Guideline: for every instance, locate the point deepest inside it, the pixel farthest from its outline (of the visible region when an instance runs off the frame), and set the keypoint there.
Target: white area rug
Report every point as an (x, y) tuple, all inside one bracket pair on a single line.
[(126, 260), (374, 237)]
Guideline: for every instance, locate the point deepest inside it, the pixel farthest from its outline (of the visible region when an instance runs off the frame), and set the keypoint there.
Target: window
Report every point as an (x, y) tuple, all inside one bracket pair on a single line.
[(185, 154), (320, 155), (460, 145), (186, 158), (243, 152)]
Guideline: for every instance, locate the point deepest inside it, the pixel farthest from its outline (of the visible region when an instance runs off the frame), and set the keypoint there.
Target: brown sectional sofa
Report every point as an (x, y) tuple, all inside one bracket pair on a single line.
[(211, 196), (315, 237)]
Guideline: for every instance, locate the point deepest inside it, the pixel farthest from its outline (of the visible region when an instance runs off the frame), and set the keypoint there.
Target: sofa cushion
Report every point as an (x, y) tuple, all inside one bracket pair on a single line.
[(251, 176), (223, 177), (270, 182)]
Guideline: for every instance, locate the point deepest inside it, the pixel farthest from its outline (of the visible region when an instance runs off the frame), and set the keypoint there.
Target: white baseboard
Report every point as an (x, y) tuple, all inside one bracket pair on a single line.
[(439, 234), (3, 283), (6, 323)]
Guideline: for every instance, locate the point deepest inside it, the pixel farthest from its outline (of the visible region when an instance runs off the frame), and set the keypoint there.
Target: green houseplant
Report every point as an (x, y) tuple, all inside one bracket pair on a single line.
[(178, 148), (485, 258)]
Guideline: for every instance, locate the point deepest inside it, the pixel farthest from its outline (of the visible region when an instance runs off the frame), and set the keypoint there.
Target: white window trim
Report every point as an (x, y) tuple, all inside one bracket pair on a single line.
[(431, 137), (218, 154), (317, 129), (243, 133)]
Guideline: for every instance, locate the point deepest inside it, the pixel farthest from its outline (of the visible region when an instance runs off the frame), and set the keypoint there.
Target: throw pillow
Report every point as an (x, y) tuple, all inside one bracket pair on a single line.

--------

■ STATED PROBLEM
Repeat the data word for word, starting with its first line and stopping after the line that contains "[(126, 260), (374, 237)]".

■ TASK RESPONSE
Guideline: for every instance, locate the point deepest inside it, the pixel farthest from its outline (of the visible region when an instance runs off the frame), and set the keypoint there.
Target: white area rug
Report every point as an (x, y) tuple, all inside one bracket pair on a single line.
[(126, 260), (374, 237)]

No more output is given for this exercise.